Top of DATA RECORDS

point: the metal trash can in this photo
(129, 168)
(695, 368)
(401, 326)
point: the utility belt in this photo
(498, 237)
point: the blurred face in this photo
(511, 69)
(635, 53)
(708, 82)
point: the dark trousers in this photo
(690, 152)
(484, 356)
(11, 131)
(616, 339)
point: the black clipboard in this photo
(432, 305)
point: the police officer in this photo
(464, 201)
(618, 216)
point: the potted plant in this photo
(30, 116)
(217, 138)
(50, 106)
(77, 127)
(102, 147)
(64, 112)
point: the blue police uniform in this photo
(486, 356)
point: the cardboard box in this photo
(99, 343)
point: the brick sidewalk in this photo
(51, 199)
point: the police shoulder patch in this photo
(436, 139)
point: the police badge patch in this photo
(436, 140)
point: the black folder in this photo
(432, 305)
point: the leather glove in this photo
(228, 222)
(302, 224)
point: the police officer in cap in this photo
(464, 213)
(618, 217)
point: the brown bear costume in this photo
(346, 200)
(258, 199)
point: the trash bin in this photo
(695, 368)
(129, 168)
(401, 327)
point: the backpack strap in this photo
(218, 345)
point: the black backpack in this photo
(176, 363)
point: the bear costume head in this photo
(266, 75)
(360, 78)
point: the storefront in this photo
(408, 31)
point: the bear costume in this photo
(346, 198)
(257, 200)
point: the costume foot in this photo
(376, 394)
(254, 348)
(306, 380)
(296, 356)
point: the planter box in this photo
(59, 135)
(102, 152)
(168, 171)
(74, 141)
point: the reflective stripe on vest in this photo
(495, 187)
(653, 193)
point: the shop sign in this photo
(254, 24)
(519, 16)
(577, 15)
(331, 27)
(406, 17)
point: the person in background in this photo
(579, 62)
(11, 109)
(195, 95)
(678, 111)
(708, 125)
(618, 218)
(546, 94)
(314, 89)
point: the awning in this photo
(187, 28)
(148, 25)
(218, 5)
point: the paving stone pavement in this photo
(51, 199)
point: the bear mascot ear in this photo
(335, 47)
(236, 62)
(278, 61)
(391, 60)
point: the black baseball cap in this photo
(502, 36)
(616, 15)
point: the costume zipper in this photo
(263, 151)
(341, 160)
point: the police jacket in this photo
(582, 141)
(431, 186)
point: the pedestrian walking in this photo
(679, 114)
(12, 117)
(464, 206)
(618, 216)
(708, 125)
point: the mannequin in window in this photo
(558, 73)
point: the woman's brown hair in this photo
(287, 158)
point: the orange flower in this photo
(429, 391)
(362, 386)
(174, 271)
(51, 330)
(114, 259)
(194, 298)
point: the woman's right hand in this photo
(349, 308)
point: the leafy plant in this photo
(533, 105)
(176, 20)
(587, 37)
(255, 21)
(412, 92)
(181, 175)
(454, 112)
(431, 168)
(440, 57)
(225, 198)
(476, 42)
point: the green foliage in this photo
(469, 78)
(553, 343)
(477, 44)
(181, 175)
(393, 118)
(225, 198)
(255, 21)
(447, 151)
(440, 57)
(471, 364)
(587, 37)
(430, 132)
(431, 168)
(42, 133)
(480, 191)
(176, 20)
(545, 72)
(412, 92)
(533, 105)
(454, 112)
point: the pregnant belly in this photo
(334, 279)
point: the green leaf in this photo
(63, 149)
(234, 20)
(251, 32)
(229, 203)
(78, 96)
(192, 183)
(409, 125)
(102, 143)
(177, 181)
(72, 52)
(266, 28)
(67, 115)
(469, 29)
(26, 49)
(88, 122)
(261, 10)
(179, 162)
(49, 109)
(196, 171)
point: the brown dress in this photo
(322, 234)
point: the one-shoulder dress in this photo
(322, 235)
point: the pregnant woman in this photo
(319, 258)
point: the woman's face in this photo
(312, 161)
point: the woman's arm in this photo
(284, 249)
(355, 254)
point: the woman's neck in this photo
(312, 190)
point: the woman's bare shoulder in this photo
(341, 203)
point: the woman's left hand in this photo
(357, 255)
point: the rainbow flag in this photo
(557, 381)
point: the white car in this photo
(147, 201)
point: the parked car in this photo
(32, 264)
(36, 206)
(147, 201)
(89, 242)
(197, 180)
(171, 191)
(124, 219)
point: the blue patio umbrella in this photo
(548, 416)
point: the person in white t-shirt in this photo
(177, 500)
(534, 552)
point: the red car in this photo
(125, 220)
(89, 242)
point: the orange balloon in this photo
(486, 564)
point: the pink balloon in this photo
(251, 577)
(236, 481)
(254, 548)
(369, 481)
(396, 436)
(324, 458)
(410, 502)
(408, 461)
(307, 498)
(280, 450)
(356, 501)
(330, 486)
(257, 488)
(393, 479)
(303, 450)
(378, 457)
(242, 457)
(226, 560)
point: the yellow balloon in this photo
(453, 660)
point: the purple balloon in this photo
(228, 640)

Bottom of DATA RECORDS

WHAT YOU HAVE TO DO:
The output should consist only of the lines from the one with "point: the pink balloon in this photo" through the final line of the records above, exactly.

EXERCISE OUTPUT:
point: the pink balloon in this photo
(251, 577)
(236, 481)
(254, 548)
(369, 481)
(396, 436)
(324, 458)
(410, 502)
(408, 461)
(307, 498)
(280, 450)
(356, 501)
(330, 486)
(257, 488)
(393, 479)
(303, 450)
(378, 457)
(242, 457)
(226, 560)
point: the yellow balloon in this photo
(453, 660)
point: the purple balloon in this photo
(228, 640)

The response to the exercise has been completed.